From the very beginning, the movement has been characterized by Quaker principles. The laws of the Kingdom, laid down by our elder brother, Jesus Christ, in His Sermon on the Mount, have been unqualifiedly adopted, consequently the movement has found itself opposed to the spilling of the blood of any man, or of offering resistance to any aggression. Every branch of the movement, whether in the United States, Canada, Great Britain, or Germany has held themselves to this principle.

When the war first broke out in August of 1914, our Pentecostal brethren in Germany found themselves in a peculiar position. Some of those who were called to the colors responded, but many were court marshaled and shot because they heartily subscribed to the principles of non-resistance. Great Britain has been more humane. Some of our British brethren have been given non-combatant service, and none have been shot down because of their faith.

In the same year, Arthur Sidney Booth-Clibborn who was a Pentecostal leader and grandson of the founders of the Salvation Army, wrote:

Find me in the New Testament where Christ ever sent His followers on such a mission? On the contrary He sent them out to save men—not to butcher them like cattle. . . . No! as far as the Christian is concerned, the “eye for an eye” system has given place to the “Turn to him the other cheek also” of Matt. 5:39-44.

• SUPPLIED INFORMATION:

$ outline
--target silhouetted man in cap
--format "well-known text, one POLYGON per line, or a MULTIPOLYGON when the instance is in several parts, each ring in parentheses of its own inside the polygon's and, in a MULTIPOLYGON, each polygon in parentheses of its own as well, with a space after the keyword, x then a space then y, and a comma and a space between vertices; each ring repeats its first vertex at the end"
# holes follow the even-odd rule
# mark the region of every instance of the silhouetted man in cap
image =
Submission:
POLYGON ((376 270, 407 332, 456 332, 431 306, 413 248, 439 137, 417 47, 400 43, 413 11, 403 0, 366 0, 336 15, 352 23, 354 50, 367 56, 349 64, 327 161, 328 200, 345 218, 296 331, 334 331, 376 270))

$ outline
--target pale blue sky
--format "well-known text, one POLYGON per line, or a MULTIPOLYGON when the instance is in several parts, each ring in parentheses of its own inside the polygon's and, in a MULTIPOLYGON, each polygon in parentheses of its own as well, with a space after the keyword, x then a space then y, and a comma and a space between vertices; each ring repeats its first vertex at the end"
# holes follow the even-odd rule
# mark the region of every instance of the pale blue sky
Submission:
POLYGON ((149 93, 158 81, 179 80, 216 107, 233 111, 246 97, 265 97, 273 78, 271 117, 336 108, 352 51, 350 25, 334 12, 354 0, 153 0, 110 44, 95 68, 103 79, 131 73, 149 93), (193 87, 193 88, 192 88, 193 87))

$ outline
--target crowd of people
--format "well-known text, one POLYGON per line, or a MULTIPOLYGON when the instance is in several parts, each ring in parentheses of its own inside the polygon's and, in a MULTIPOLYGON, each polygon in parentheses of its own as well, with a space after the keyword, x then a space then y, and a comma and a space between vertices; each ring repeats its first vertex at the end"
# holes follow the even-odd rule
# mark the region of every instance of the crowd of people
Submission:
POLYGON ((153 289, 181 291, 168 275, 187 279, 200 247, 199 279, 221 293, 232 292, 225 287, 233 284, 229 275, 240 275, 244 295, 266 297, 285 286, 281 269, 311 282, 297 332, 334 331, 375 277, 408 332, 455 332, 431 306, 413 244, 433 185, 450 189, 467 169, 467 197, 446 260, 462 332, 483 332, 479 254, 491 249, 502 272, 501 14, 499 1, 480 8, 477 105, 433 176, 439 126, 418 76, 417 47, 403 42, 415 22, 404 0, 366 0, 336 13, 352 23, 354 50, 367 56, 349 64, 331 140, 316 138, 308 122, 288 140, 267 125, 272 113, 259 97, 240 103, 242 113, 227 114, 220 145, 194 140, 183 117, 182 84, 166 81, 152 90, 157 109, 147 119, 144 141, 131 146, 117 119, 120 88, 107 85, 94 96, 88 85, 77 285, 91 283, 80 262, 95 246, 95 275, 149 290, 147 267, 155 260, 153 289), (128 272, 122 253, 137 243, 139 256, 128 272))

• PROBLEM TO SOLVE: Carry on the passage about early Pentecostal pacifism, starting right after its final sentence. The listing has no connection to the passage about early Pentecostal pacifism.

• EXERCISE OUTPUT:
And A. J. Tomlinson, first general overseer of the Church of God of Prophecy, wrote in early 1918:

I could not take a gun and fire it at my fellow men even at the command of a military officer. I could submit to the penalty inflicted upon me for refusing, but I cannot kill. I doubt if I could take the obligation to become a soldier in the first place.

Pacifism is often labeled naive or short-sighted, but in this case the pacifist Pentecostals were able to see the truth through all the patriotic war-mongering around them, thanks to them sticking to Jesus’ commitments in the Sermon on the Mount.

World War One was an idiotic catastrophe of Christians killing Christians. Our Spirit-filled ancestors refused to play that game.

Read more about early Pentecostal pacifism here.

Micael Grenholm is editor-in-chief for PCPJ.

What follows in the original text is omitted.